> _What to work on_:
Nothing may be dropped or altered: reproduce all the data.

= = = =

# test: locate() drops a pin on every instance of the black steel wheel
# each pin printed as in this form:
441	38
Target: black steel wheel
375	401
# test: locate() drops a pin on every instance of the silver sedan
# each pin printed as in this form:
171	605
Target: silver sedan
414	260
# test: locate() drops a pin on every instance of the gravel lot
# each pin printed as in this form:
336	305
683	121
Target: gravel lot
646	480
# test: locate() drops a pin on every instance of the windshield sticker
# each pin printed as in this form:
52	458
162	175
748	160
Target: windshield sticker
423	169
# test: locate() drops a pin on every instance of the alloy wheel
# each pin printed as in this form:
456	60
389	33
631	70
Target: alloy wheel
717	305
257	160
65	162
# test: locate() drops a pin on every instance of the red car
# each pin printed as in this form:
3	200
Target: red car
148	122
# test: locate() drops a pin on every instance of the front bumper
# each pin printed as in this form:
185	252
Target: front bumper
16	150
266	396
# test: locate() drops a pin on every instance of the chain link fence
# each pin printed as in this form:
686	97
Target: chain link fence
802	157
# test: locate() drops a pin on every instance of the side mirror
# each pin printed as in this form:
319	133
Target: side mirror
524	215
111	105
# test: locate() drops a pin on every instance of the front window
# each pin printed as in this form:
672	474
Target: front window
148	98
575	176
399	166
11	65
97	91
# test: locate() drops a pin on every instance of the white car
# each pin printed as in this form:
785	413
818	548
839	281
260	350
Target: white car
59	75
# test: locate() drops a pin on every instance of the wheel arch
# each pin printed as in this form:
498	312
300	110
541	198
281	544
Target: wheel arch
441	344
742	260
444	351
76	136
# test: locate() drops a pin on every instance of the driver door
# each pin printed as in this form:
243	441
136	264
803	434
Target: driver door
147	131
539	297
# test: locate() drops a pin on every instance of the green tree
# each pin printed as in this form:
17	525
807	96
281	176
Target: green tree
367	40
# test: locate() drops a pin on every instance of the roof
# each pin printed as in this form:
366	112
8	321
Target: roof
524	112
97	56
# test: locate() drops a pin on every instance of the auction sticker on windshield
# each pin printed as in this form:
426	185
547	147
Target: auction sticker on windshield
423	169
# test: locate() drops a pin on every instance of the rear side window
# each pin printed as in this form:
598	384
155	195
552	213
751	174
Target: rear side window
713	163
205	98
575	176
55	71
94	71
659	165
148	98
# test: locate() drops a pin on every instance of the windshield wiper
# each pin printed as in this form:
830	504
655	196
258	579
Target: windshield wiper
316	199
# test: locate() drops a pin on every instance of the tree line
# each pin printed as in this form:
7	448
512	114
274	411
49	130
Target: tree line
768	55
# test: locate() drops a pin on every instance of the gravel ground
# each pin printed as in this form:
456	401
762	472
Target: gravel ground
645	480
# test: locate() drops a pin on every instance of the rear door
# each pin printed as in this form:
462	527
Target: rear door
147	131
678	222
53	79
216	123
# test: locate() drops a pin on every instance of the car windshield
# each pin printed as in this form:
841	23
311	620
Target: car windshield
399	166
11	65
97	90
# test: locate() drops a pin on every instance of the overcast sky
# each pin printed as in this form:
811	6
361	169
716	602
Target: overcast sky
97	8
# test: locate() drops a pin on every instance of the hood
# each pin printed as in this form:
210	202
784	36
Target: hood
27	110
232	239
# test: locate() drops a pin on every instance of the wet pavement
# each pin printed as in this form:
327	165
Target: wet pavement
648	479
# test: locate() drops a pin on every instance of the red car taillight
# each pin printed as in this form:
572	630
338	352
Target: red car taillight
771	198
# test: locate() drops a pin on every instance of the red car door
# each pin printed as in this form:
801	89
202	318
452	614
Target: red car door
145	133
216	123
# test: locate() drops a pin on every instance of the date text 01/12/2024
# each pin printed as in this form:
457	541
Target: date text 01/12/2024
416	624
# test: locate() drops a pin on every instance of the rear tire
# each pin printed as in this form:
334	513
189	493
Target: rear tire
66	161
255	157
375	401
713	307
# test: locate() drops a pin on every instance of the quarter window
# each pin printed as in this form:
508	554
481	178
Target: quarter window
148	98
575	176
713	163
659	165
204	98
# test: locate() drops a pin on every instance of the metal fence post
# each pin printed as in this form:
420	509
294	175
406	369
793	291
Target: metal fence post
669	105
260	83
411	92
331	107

= = = =

> _Full response_:
# test: locate() drops a pin on every instance of the black steel wheel
# each pin printed as in this form:
441	38
Target: black steel wheel
375	401
# test: locate() drops a pin on every instance of the silver sedan
# each pin printed as in this form:
171	605
Target: silver sedan
414	260
# test: locate() drops a pin on every instance of the gravel lot
# each pin printed as in this form:
336	305
683	121
Target: gravel lot
646	480
# test: locate() drops a pin on every instance of the windshield sticker
# each pin printed as in this form:
52	458
162	175
748	160
Target: windshield sticker
423	169
# test: locate() drops a pin on every instance of the alloy wheel
# each pin printed as in this form:
456	60
389	33
631	70
Target: alloy wheel
717	305
257	160
65	162
# test: locate() drops a pin on every instance of the red car
# each pin printed as in this form:
3	200
Target: red car
148	122
# test: locate() drops a pin on every instance of the front bumper
# each pin printed as in this form:
185	252
Target: front bumper
16	150
266	396
# test: locate() drops a pin on every instance of the chain link fence
# each pin printed as in this form:
686	97
Target: chain link fence
802	157
# test: locate() drops a pin on every instance of the side mirror
# each pin printed as in this form:
319	133
Target: side mirror
524	215
111	105
# test: locate() drops a pin on every instance of the front window
# each pin printed as in this form:
672	474
Target: front window
148	98
575	176
399	166
11	65
97	91
# test: locate() drops a pin on every instance of the white car
# each pin printed as in this form:
785	413
818	548
839	281
260	350
Target: white car
59	75
# test: locate() drops a pin on every instance of the wheel arch
# each pin printed as in this form:
498	312
300	110
541	198
281	544
Target: wheel arch
441	344
742	260
444	351
76	136
# test: locate() drops a pin on every instance of the driver door
# each pin printed as in this form:
243	441
136	264
803	434
Target: driver door
147	131
539	297
# test: locate() drops a pin on every instance of the green tree
# each pin printed as in this form:
17	525
807	96
281	176
Target: green tree
367	40
# test: locate() drops a pin on every instance of the roof
# each pin printed as in this form:
366	112
8	321
Target: roof
524	112
97	56
# test: locate() drops a pin on every instance of the auction sticker on windshield
# each pin printed as in this form:
426	185
547	147
Target: auction sticker on windshield
423	169
# test: locate() drops a pin on every instance of the rear side window
# each pin printed as in this form:
598	384
155	195
552	213
751	174
Target: rear side window
713	163
205	98
575	176
55	71
94	71
659	165
148	98
# test: locate() drops a pin on every instance of the windshield wiper
# each pin printed as in this form:
830	504
655	196
258	579
Target: windshield wiper
316	199
# test: locate() drops a pin on every instance of the tree line
# each pin printed as in this form:
7	448
512	114
274	411
49	130
Target: tree line
768	55
# test: locate() drops a pin on every instance of the gravel ground
# each pin printed as in this form:
456	401
762	472
Target: gravel ground
645	480
# test: locate() drops a pin on every instance of the rear door
# each pin printed as in this form:
462	527
Target: rear door
147	131
678	222
53	79
216	123
# test: locate() drops a pin on every instance of the car windshield
# each pin printed as in this form:
841	23
311	620
Target: car windshield
399	166
11	65
97	90
# test: locate() drops a pin on every instance of the overcast sky
# each pin printed as in this form:
811	6
361	169
716	602
Target: overcast sky
97	8
# test: locate() drops a pin on every instance of the hood
# each pin printed as in this form:
210	202
784	36
Target: hood
27	110
232	239
# test: locate() drops a pin on every instance of the wet pavement
# each pin printed as in this form:
327	165
Target: wet pavement
648	479
# test: locate() drops a pin on every instance of the red car taillight
# each pin printed as in this form:
572	630
338	352
Target: red car taillight
771	198
# test: locate() drops a pin on every instance of the red car door
# each pin printed as in this form:
801	89
202	318
452	614
Target: red car door
145	133
216	123
# test: locate() drops a pin on every instance of the date text 01/12/2024
# each pin printed as in this form:
457	541
Target: date text 01/12/2024
416	624
# test: locate() drops a pin on every instance of the rear tire
# each pin printed as in this form:
334	513
189	493
Target: rear tire
66	161
255	157
375	401
713	307
# test: locate() drops a pin on every instance of the quarter window
# each pin printed as in this form:
508	554
481	178
Target: quarter window
148	98
575	176
713	163
659	165
204	98
# test: locate() drops a pin on every instance of the metal fence post
# each pin printed as in this form:
420	509
294	175
406	369
793	291
Target: metal fence post
669	105
260	83
411	92
331	107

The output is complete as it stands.